Instructions to follow: In the passage on the BOP module, what two values uniquely identify an NX bit within the group of NX registers?

== Text block ==

The BOP module is used to implement various BOP memory security defense mechanisms at the hardware side. The non-executable memory defense mechanism mainly involves memory access request filtering, NX bit management, exception alarm and other functions, as well as some preprocessing operations. The BOP security component on which it relies provides the basic isolation function, and also can be equipped with more self-protection schemes, like anti-electromagnetic interference devices, as needed.
During an instruction cycle, the fetching module will perform a memory access, take the XLEN bitFootnote 2 length data from the address pointed to by the PC register, and give it to the decoding module as an instruction; The decoding module will decode this instruction, analyze its operation code, operand, operand type and other information, and send it to the execution module; The execution module executes the corresponding operation according to the operation code, and may access the memory again at this time. After the introduction of the BOP method, the memory access requests of the fetching module and the execution module will first be filtered by the BOP module. After confirming that there is no exception in the target memory address, they will be passed to the memory access module to complete the normal memory access process. If the BOP module, by analyzing the memory access type, querying NX bit and other processing logic, judges that the program has initiated an incorrect memory access request and is about to execute the data content in the non-executable memory, it will block this memory access request and raise an instruction exception. This process is shown in Algorithm 2.
In addition, for systems that do not yet support the NX bit management mechanism, the BOP security component will maintain a set of NX registers, simulate the mapping relationship between memory addresses and NX bits, and save the values of each NX bit. In this group of registers, a NX bit can be uniquely identified by its bit number b and the register number ln where the register is located; While, there is a specific mapping relationship between (b, ln) and the memory address addr corresponding to the NX bit: addr = f (b, ln), so that addr and (b, ln) pair can convert each other. In the specific implementation, the conversion process can be quickly completed by using a simple preprocessing logic. Figure 14 describes the design structure of the NX register group organized by several 32-bit registers.

===
== Data records ==

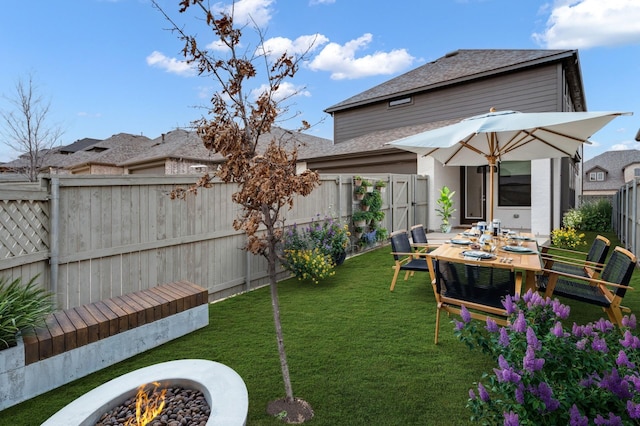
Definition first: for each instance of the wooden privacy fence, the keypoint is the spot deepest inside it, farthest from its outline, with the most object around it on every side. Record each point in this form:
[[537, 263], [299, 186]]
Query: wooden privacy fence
[[91, 238], [626, 215]]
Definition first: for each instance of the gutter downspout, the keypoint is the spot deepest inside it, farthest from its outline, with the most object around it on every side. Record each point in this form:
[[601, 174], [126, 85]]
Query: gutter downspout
[[634, 218]]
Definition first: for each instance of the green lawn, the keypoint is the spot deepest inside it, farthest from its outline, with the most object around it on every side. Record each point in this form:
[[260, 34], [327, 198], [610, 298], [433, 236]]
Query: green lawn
[[358, 353]]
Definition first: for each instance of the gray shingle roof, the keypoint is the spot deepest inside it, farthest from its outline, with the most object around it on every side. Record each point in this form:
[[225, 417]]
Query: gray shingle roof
[[612, 162], [452, 68], [78, 145], [110, 151], [182, 144]]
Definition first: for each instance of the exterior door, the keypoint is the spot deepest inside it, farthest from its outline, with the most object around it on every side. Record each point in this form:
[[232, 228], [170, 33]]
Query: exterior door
[[473, 194]]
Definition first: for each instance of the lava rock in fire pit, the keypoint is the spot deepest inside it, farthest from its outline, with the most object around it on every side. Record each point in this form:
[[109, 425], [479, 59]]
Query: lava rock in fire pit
[[183, 407]]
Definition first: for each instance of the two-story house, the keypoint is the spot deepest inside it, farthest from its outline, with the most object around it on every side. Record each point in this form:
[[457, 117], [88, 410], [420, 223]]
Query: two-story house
[[458, 85]]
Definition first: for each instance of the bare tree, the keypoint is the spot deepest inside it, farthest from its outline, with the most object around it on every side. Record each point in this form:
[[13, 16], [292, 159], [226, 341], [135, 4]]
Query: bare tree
[[265, 171], [26, 127]]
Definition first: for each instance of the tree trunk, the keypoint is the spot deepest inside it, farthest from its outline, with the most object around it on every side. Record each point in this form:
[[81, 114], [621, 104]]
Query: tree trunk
[[275, 304]]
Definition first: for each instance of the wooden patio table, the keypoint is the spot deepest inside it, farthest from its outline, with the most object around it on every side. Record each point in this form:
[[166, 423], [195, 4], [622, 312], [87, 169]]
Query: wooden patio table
[[529, 264]]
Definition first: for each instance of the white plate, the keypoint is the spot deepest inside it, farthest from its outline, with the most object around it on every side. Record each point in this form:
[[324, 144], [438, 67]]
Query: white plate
[[477, 254], [517, 249], [463, 242]]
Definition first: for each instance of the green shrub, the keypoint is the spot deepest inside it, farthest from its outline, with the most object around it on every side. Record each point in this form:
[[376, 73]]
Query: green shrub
[[572, 219], [567, 238], [373, 200], [21, 307], [596, 216]]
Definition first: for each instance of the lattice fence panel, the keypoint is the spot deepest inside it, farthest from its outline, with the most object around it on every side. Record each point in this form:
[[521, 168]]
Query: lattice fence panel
[[24, 227]]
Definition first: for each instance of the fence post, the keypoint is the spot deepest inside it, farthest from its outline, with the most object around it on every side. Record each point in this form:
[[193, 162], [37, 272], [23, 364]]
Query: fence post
[[54, 246]]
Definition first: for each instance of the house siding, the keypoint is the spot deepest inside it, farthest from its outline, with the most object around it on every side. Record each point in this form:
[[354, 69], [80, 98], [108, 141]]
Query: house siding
[[536, 89]]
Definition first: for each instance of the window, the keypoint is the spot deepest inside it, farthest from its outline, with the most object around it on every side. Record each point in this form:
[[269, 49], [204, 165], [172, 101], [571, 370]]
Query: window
[[514, 183]]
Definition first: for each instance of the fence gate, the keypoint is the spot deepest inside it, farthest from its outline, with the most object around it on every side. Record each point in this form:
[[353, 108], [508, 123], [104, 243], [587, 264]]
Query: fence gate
[[409, 201]]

===

Answer to this task: Its bit number b and the register number ln where the register is located.